DATASET EXCERPTS below:

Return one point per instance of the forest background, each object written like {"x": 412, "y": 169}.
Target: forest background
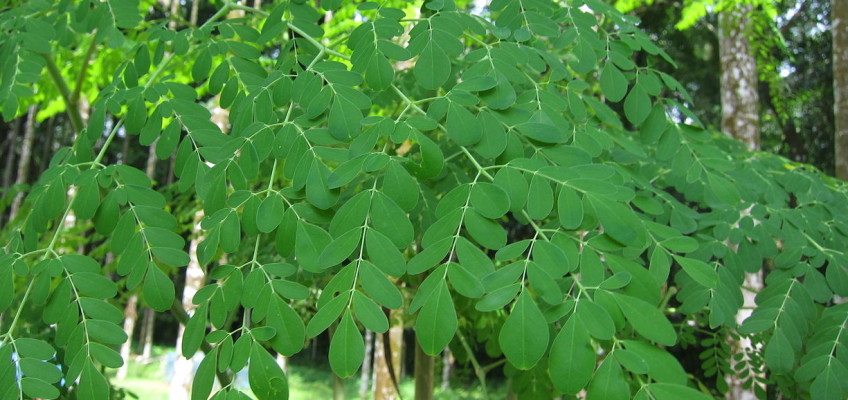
{"x": 772, "y": 74}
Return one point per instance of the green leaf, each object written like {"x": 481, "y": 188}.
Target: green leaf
{"x": 646, "y": 319}
{"x": 668, "y": 391}
{"x": 340, "y": 248}
{"x": 388, "y": 218}
{"x": 369, "y": 313}
{"x": 344, "y": 118}
{"x": 436, "y": 323}
{"x": 540, "y": 199}
{"x": 524, "y": 335}
{"x": 484, "y": 231}
{"x": 608, "y": 382}
{"x": 92, "y": 384}
{"x": 569, "y": 208}
{"x": 291, "y": 334}
{"x": 379, "y": 287}
{"x": 383, "y": 253}
{"x": 637, "y": 105}
{"x": 94, "y": 285}
{"x": 400, "y": 186}
{"x": 310, "y": 243}
{"x": 572, "y": 358}
{"x": 347, "y": 349}
{"x": 498, "y": 298}
{"x": 317, "y": 191}
{"x": 204, "y": 377}
{"x": 489, "y": 200}
{"x": 326, "y": 315}
{"x": 619, "y": 222}
{"x": 270, "y": 213}
{"x": 780, "y": 356}
{"x": 159, "y": 291}
{"x": 37, "y": 388}
{"x": 105, "y": 332}
{"x": 700, "y": 271}
{"x": 267, "y": 379}
{"x": 515, "y": 185}
{"x": 462, "y": 127}
{"x": 464, "y": 282}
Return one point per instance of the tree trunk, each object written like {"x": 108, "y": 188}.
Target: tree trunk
{"x": 447, "y": 367}
{"x": 14, "y": 128}
{"x": 11, "y": 149}
{"x": 195, "y": 278}
{"x": 839, "y": 16}
{"x": 130, "y": 311}
{"x": 24, "y": 160}
{"x": 424, "y": 379}
{"x": 384, "y": 379}
{"x": 338, "y": 388}
{"x": 147, "y": 337}
{"x": 130, "y": 317}
{"x": 195, "y": 7}
{"x": 365, "y": 377}
{"x": 740, "y": 118}
{"x": 740, "y": 115}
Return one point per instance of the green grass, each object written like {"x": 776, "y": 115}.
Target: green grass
{"x": 306, "y": 382}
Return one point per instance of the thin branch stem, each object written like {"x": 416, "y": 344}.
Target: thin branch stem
{"x": 70, "y": 104}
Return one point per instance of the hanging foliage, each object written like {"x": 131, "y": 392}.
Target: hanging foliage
{"x": 514, "y": 174}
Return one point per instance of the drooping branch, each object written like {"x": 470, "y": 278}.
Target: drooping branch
{"x": 71, "y": 106}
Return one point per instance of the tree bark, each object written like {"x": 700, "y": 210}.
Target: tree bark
{"x": 24, "y": 160}
{"x": 130, "y": 311}
{"x": 740, "y": 115}
{"x": 447, "y": 368}
{"x": 839, "y": 18}
{"x": 195, "y": 278}
{"x": 424, "y": 374}
{"x": 365, "y": 377}
{"x": 740, "y": 118}
{"x": 384, "y": 378}
{"x": 147, "y": 337}
{"x": 11, "y": 150}
{"x": 130, "y": 318}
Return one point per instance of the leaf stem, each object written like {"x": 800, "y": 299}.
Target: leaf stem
{"x": 71, "y": 107}
{"x": 182, "y": 317}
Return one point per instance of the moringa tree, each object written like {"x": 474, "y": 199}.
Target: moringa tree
{"x": 510, "y": 180}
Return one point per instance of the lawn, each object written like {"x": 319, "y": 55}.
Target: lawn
{"x": 147, "y": 381}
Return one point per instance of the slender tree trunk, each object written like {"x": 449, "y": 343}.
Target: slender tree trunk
{"x": 338, "y": 388}
{"x": 24, "y": 160}
{"x": 130, "y": 311}
{"x": 424, "y": 371}
{"x": 740, "y": 115}
{"x": 130, "y": 317}
{"x": 14, "y": 128}
{"x": 149, "y": 323}
{"x": 365, "y": 377}
{"x": 839, "y": 16}
{"x": 195, "y": 7}
{"x": 740, "y": 118}
{"x": 11, "y": 149}
{"x": 50, "y": 145}
{"x": 384, "y": 384}
{"x": 195, "y": 278}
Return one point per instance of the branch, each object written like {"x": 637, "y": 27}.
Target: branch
{"x": 70, "y": 104}
{"x": 84, "y": 69}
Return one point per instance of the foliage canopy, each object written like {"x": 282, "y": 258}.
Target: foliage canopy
{"x": 516, "y": 178}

End of DATASET EXCERPTS.

REQUIRED ACTION: Produce a verbatim copy of the listing, leaving out all pictures.

RESPONSE:
Return one point per instance of the forest background, each object written like {"x": 412, "y": 169}.
Target: forest background
{"x": 772, "y": 74}
Return one point per instance of the green leaf, each object written like {"x": 481, "y": 188}.
Target: green leaf
{"x": 646, "y": 319}
{"x": 668, "y": 391}
{"x": 340, "y": 248}
{"x": 388, "y": 218}
{"x": 369, "y": 313}
{"x": 344, "y": 118}
{"x": 436, "y": 323}
{"x": 540, "y": 199}
{"x": 524, "y": 335}
{"x": 484, "y": 231}
{"x": 608, "y": 382}
{"x": 92, "y": 384}
{"x": 569, "y": 208}
{"x": 291, "y": 334}
{"x": 379, "y": 287}
{"x": 383, "y": 253}
{"x": 637, "y": 105}
{"x": 94, "y": 285}
{"x": 400, "y": 186}
{"x": 310, "y": 243}
{"x": 572, "y": 358}
{"x": 347, "y": 349}
{"x": 498, "y": 298}
{"x": 317, "y": 191}
{"x": 204, "y": 377}
{"x": 489, "y": 200}
{"x": 326, "y": 315}
{"x": 619, "y": 222}
{"x": 270, "y": 213}
{"x": 780, "y": 356}
{"x": 159, "y": 291}
{"x": 37, "y": 388}
{"x": 105, "y": 332}
{"x": 700, "y": 271}
{"x": 267, "y": 379}
{"x": 515, "y": 185}
{"x": 462, "y": 127}
{"x": 464, "y": 282}
Return one point per instance of the tree trunk, each object written like {"x": 108, "y": 188}.
Target: tree trunk
{"x": 447, "y": 367}
{"x": 14, "y": 128}
{"x": 11, "y": 149}
{"x": 195, "y": 278}
{"x": 839, "y": 16}
{"x": 130, "y": 311}
{"x": 24, "y": 160}
{"x": 424, "y": 379}
{"x": 384, "y": 379}
{"x": 338, "y": 388}
{"x": 147, "y": 337}
{"x": 130, "y": 317}
{"x": 195, "y": 7}
{"x": 365, "y": 377}
{"x": 740, "y": 118}
{"x": 740, "y": 115}
Return one point per instance of the green grass, each object written like {"x": 776, "y": 115}.
Target: green grass
{"x": 306, "y": 382}
Return one point per instance of the thin branch stem, each object written like {"x": 416, "y": 344}.
Target: thin branch stem
{"x": 70, "y": 104}
Return one point per instance of the hanging foliage, each object written like {"x": 131, "y": 392}.
Target: hanging foliage
{"x": 514, "y": 174}
Return one point per instance of the drooping branch, each object written like {"x": 470, "y": 278}.
Target: drooping branch
{"x": 71, "y": 106}
Return one point per instance of the tree bark, each object written like {"x": 700, "y": 210}.
Target: tree bark
{"x": 24, "y": 160}
{"x": 130, "y": 311}
{"x": 740, "y": 115}
{"x": 447, "y": 368}
{"x": 839, "y": 18}
{"x": 195, "y": 278}
{"x": 424, "y": 374}
{"x": 365, "y": 377}
{"x": 740, "y": 118}
{"x": 384, "y": 378}
{"x": 147, "y": 337}
{"x": 11, "y": 150}
{"x": 130, "y": 318}
Return one point per instance of the leaf stem, each object written like {"x": 800, "y": 299}.
Target: leaf stem
{"x": 71, "y": 107}
{"x": 182, "y": 317}
Return one point per instance of the moringa tree, each object written like {"x": 474, "y": 199}.
Target: moringa tree
{"x": 510, "y": 180}
Return one point per instance of the lawn, each object written like {"x": 319, "y": 55}.
Target: lawn
{"x": 147, "y": 381}
Return one point per instance of the slender tree trunk, each object written like {"x": 449, "y": 343}.
Target: slender tree trunk
{"x": 338, "y": 388}
{"x": 24, "y": 160}
{"x": 130, "y": 311}
{"x": 424, "y": 371}
{"x": 740, "y": 115}
{"x": 130, "y": 317}
{"x": 14, "y": 128}
{"x": 149, "y": 323}
{"x": 365, "y": 377}
{"x": 839, "y": 16}
{"x": 195, "y": 7}
{"x": 740, "y": 118}
{"x": 11, "y": 149}
{"x": 50, "y": 145}
{"x": 384, "y": 384}
{"x": 195, "y": 278}
Return one point per instance of the branch, each object written like {"x": 637, "y": 27}.
Target: branch
{"x": 70, "y": 104}
{"x": 84, "y": 69}
Return one point per instance of the foliage canopy, each object written like {"x": 282, "y": 258}.
Target: foliage canopy
{"x": 516, "y": 178}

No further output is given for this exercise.